## TASK ITEM
Leaving out the pictures, output each record exactly as it stands.

## DATA PROVIDED
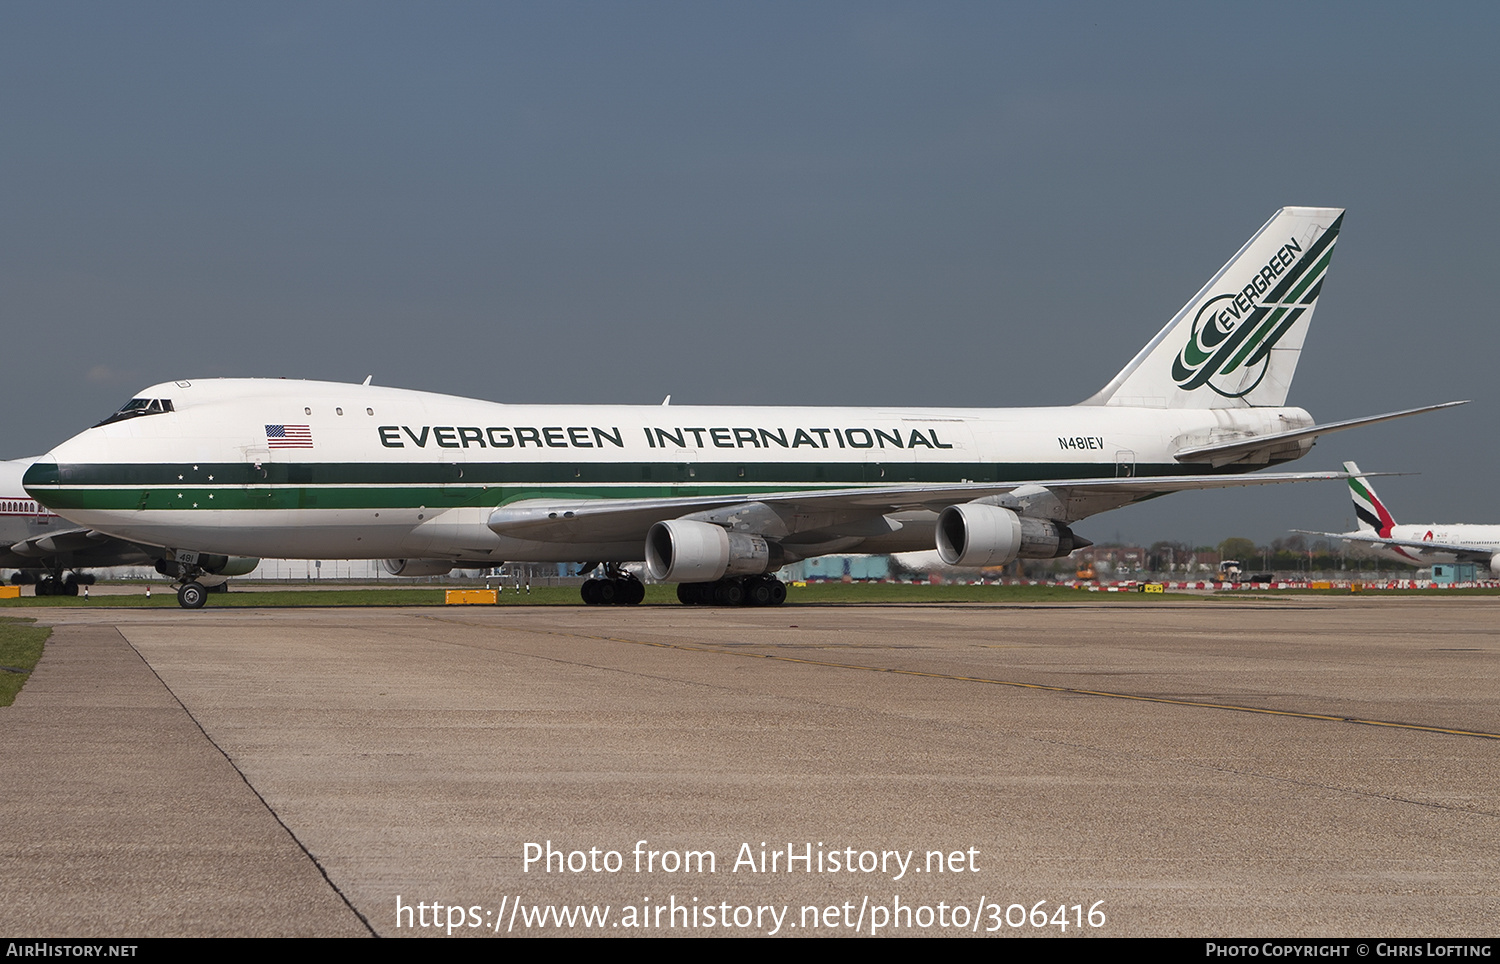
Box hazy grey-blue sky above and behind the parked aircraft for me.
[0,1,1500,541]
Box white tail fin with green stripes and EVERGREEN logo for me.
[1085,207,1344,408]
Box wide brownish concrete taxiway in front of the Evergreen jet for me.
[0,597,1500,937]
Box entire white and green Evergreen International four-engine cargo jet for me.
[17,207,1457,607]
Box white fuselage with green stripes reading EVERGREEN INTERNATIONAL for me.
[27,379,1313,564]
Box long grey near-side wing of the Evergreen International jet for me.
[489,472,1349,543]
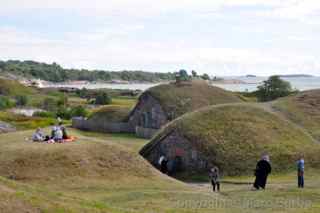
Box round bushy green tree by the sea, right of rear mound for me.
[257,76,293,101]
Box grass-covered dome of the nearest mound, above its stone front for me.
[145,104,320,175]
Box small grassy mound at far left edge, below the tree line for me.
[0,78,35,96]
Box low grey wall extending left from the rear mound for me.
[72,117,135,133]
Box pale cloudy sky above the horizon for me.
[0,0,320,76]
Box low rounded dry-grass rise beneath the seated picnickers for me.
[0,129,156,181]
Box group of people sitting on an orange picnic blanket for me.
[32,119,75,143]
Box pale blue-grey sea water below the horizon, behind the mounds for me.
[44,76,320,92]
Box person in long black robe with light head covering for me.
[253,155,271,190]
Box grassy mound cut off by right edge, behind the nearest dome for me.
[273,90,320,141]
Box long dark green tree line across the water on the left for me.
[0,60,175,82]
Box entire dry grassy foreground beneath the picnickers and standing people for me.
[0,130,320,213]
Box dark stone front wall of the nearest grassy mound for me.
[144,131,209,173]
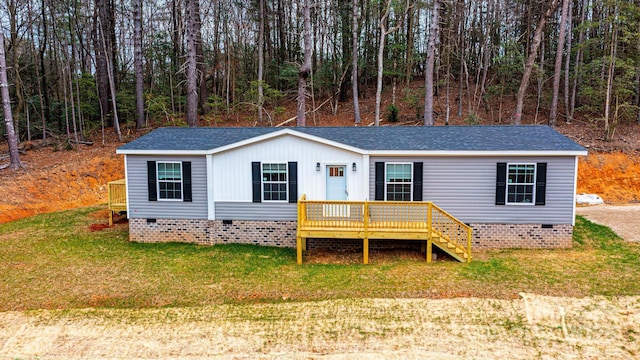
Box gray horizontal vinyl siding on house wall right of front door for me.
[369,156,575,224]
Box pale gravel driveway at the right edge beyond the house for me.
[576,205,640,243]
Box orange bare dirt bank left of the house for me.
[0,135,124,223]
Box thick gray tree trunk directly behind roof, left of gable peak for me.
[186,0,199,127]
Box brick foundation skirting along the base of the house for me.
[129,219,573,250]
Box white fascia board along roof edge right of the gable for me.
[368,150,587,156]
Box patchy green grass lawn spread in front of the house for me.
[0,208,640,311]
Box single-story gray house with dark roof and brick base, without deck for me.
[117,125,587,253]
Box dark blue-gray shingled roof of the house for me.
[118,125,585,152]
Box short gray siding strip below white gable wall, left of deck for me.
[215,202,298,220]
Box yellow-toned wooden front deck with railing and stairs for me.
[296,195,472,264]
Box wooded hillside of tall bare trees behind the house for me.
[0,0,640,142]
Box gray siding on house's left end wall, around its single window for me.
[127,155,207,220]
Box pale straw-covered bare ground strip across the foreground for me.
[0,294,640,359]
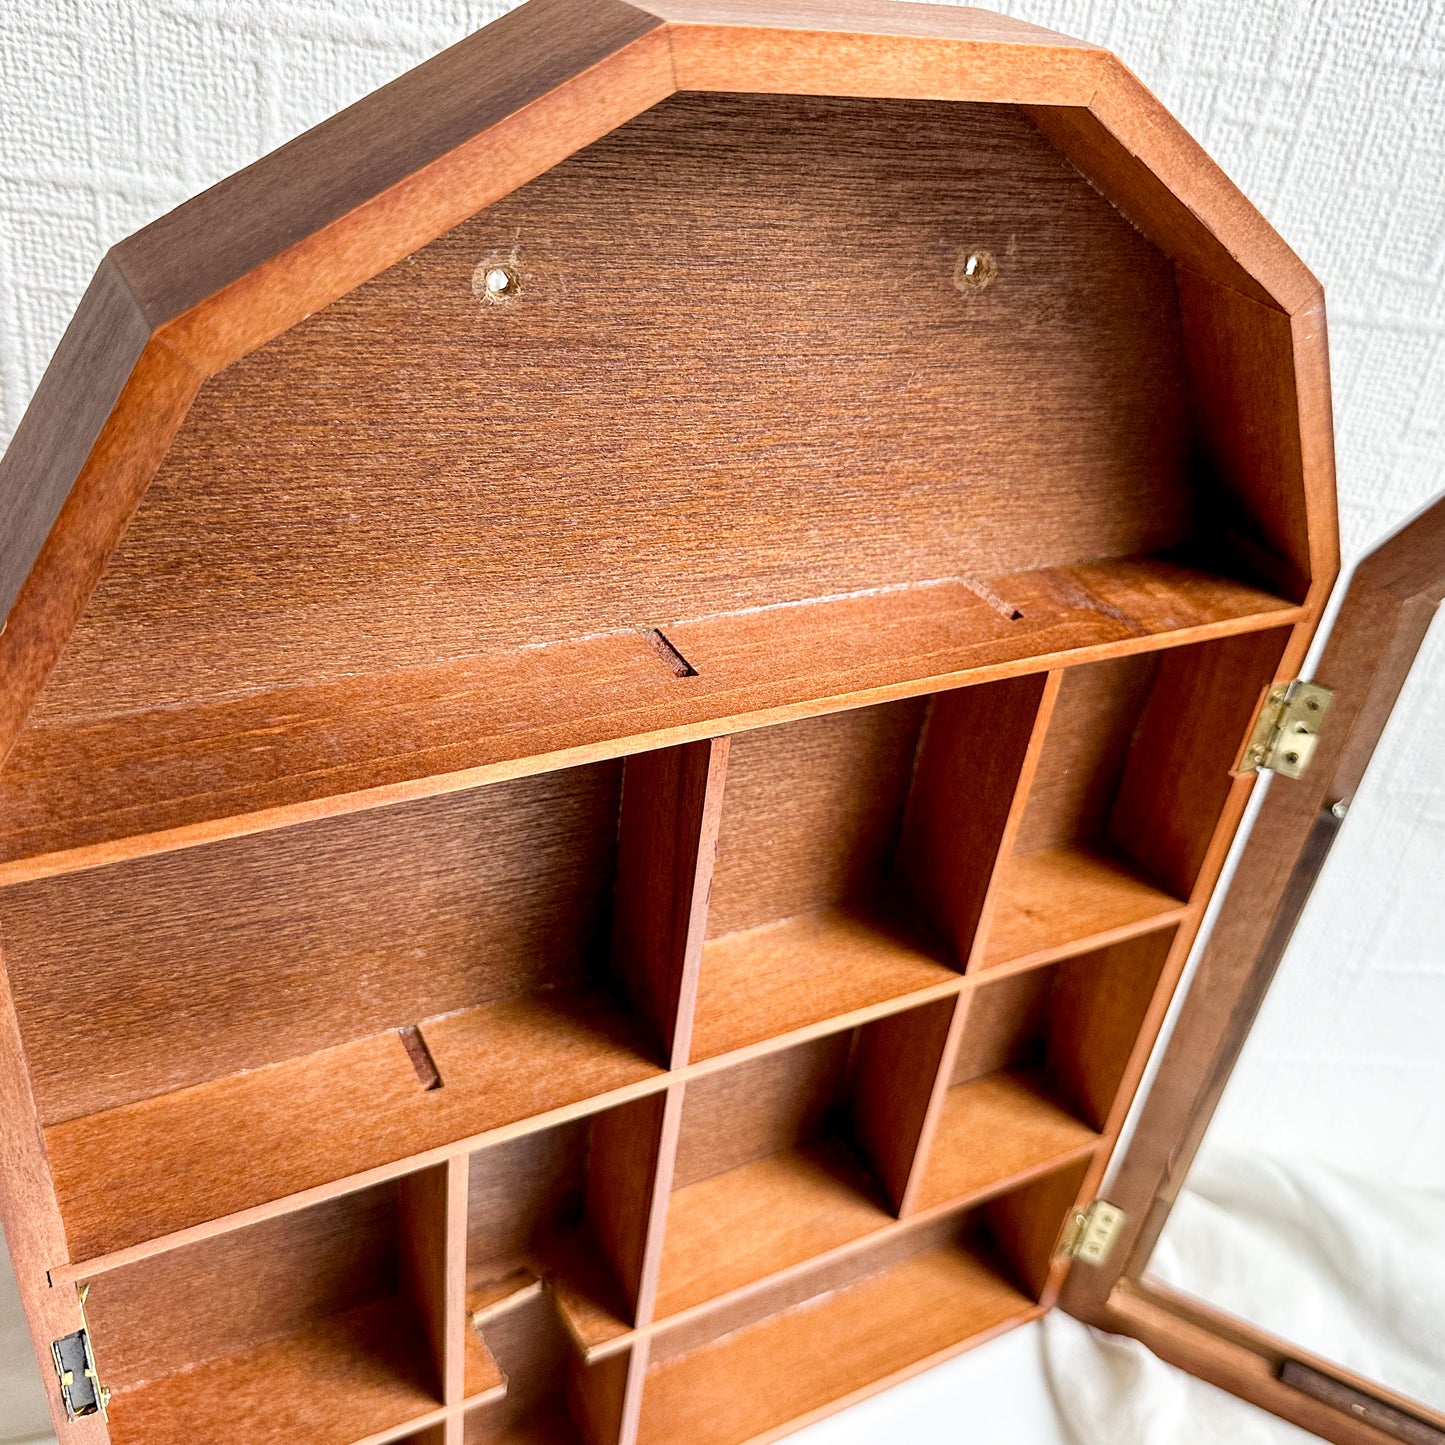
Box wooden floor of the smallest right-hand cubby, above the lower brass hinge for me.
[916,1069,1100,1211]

## TASK ANSWER
Box hazy grey-blue sky above and behind the parked aircraft for me.
[0,1,1500,541]
Box white tail fin with green stripes and EVERGREEN logo for me.
[1085,207,1344,408]
Box wide brownish concrete taxiway in front of the Evergreen jet for me.
[0,597,1500,937]
Box entire white and green Evergreen International four-engine cargo jet for me.
[17,207,1457,607]
Box white fuselage with green stripes reading EVERGREEN INTERNATIONAL for me.
[27,379,1313,564]
Box long grey near-side wing of the Evergreen International jet for me.
[489,472,1349,543]
Box round bushy green tree by the sea, right of rear mound for me.
[257,76,293,101]
Box grass-covered dome of the nearest mound, above its stone front for me.
[145,104,320,175]
Box small grassy mound at far left edge, below the tree line for me.
[0,78,35,96]
Box low grey wall extending left from the rear mound for me.
[72,117,135,133]
Box pale cloudy sky above the horizon for me.
[0,0,320,76]
Box low rounded dry-grass rise beneath the seated picnickers for me.
[0,129,156,181]
Box group of people sitting on an orange picnic blanket for me.
[32,119,75,143]
Box pale blue-grey sea water below the horizon, behind the mounds for me.
[44,76,320,92]
Box person in long black robe with light head covering for me.
[253,155,271,190]
Box grassy mound cut off by right edge, behind the nearest dome for me.
[273,90,320,141]
Box long dark green tree line across the water on the left for me.
[0,60,175,82]
Box entire dry grassy foreground beneath the picnickers and standing people for me.
[0,130,320,213]
Box dark stone front wall of the nearest grassy mound for me.
[144,131,209,173]
Box gray horizontal vinyl siding on house wall right of front door for me.
[369,156,575,224]
Box pale gravel driveway at the right edge beyond the house for me.
[576,205,640,243]
Box orange bare dirt bank left of the house for me.
[0,135,124,223]
Box thick gray tree trunk directly behind roof, left of gable peak for me.
[186,0,199,127]
Box brick foundation skirting along the base of the house for me.
[129,219,573,250]
Box white fascia board along roof edge right of the gable for me.
[368,150,587,156]
Box patchy green grass lawn spread in front of the house for me.
[0,208,640,311]
Box single-story gray house with dark roof and brick base, without deck for me.
[117,125,587,253]
Box dark blue-gray shingled roof of the house for me.
[118,125,585,152]
Box short gray siding strip below white gable wall, left of deck for me.
[215,202,298,220]
Box yellow-toned wooden front deck with railing and stairs for me.
[296,195,472,264]
Box wooded hillside of tall bare trees behind the house for me.
[0,0,640,142]
Box gray siding on house's left end wall, around its single window for me.
[127,155,207,220]
Box pale straw-covered bare ground strip across the foreground for me.
[0,294,640,359]
Box wooden floor of the smallest right-hand cubby, above the lower brass hinge for me.
[916,1069,1100,1211]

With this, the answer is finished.